> Text passage
------------

The apron skirt was one of the most emblematic symbols of the late 1950s and early '60s. Fluffy, vibrantly colored, and designed to be worn by housewives, it's a vestige of a bygone era. Sure, these garments were feminine and fun, but they weren't practical for cooking and cleaning, and were a sterling example of women's clothing that happened to be fashionable but not remotely functional.

Culottes, the pant-skirt hybrid, go in and out of style like the tides. But they were extremely popular in the 1960s—especially as a vacationing garment. As the McCall's blog notes, they were often marketed as "playsuits" for adults. Cringe!

Sometimes, fashion is meant to be as accessible as possible. And sometimes, it's meant to be as inaccessible as possible. For an example of the latter, look no further than this 1960s issue of Vogue, which featured an impossible-to-pull-off leather turban. And actress and Princess of Monaco Grace Kelly, sported this strange white turban in 1961 at The White House, proving that even the most glamorous women make fashion mistakes.

The roadmap for 1960s fashion was laid out in no small part by Audrey Hepburn's era-defining role in Breakfast at Tiffany's, which came out in 1961. While many of the styles from the movie—glamorously oversized sunglasses, opera-sized cigarette holders—were worth copying, some decidedly were not—like the matching headscarf look. And while there's nothing wrong with a headscarf on principal, we're glad we've moved on from having it match the wearer's dress, as seen in this 1962 Butterick pattern.

Bold liquid eyeliner. Ostentatious gold jewelry. Geometric haircuts. You can thank Elizabeth Taylor and the 1963 film Cleopatra for popularizing ancient Egyptian-styled fashion.

It's hard to blame folks of the 1960s for doing as Sean Connery did in the 1964 hit movie Goldfinger, but this romper he donned on screen didn't withstand the test of time. Any strapping young lad who emulated the look likely regrets it now.

------------

> Data records
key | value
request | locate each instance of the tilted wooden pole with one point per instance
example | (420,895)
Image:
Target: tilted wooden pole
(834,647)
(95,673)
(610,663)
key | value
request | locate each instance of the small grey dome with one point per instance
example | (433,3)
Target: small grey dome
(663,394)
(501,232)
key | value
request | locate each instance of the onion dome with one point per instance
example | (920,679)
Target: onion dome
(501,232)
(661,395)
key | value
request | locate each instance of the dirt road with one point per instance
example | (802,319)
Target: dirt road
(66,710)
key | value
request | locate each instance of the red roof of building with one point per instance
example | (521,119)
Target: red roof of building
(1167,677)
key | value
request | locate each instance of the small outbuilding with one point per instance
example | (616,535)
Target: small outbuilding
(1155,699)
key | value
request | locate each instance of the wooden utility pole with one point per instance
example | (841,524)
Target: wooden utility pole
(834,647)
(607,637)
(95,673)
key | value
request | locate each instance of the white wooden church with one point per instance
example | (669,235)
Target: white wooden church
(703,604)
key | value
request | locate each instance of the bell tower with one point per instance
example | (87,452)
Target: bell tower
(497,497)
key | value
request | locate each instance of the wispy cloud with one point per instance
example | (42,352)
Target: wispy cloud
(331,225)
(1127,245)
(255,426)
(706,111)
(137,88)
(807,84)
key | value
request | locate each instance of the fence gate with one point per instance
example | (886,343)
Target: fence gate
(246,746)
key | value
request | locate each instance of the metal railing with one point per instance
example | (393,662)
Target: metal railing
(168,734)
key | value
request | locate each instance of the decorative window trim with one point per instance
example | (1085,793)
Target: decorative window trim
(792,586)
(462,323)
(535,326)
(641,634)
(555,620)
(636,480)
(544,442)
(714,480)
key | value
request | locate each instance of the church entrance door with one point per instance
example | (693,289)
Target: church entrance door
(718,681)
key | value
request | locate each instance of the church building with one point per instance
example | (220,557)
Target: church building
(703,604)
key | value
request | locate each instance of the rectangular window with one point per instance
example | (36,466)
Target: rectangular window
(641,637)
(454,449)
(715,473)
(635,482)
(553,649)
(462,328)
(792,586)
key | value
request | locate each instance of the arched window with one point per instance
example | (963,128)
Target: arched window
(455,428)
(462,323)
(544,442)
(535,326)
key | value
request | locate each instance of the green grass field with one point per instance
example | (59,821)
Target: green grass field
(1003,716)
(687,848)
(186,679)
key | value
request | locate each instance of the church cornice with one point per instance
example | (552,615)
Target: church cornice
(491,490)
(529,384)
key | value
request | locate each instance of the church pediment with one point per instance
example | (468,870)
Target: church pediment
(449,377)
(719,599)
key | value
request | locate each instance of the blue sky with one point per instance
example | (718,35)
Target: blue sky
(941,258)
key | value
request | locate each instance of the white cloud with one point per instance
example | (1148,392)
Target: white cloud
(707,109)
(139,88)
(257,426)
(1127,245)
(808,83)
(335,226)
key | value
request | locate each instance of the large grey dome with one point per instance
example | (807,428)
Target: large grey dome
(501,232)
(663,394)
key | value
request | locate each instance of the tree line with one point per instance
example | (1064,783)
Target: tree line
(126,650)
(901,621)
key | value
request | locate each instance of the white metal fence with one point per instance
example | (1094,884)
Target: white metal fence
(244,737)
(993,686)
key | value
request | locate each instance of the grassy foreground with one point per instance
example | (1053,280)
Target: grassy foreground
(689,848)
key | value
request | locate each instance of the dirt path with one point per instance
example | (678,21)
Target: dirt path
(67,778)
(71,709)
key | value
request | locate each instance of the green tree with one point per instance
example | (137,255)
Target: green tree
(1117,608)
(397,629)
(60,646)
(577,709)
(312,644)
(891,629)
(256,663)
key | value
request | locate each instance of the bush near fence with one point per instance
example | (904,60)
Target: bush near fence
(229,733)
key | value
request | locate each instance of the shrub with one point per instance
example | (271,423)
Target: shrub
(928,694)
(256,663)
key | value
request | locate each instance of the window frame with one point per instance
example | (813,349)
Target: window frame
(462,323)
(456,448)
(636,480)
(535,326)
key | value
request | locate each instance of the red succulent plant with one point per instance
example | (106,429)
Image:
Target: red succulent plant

------------

> Work required
Carry on the 1960s fashion article that comes before the items, starting right after its last sentence.

> Output for this task
In the mid-1960s, with the Space Race fully underway, it's no surprise that fashion reflected the cultural obsession of the time. Designers like Andre Courrèges and Pierre Cardin entered into a couture Space Race of their own. In fact, as W reports, Courrèges showed such an interest in space travel that NASA even invited him to come visit Cape Canaveral in Florida. The runway Space Race gave us such retro-futuristic designs as leather skirts-and-suspenders and 23rd-century-inspired construction hats. Thank goodness these looks were quickly blasted to the moon.

Color blocking is one thing, but the trend in the mid- to late '60s was combining colors that are diametrically opposed and, under no circumstances, go together. For example, Harper's Bazaar points out this 1966 editorial that featured models wearing—gulp—orange with pink, and yellow with green. Ick!

We may talk about today's fast fashion as being disposable, but in the 1960s, some of the clothing actually was—because it was made of paper! Scott Paper Tissue (yes, the toilet paper company) introduced paper shift dresses in 1966—and soon others followed suit, as this deal from the hair coloring experts at Breck proves. According to a 1967 article in Time, the dresses sold for around $1. For $7 you could get a paper kaftan, while $12 would buy a man's suit. And for $15 you could get the paper wedding dress of your dreams. Hope it doesn't rain!

Typically, men's fashions are far more staid and boring than women's looks. But the '60s and '70s were definitely an exception. In terms of ornamentation for guys, there was no accessory more beloved in the late '60s than the pendant necklace. Exhibit A: The 1968 Newsweek trend piece aptly titled, "Penchant for Pendants."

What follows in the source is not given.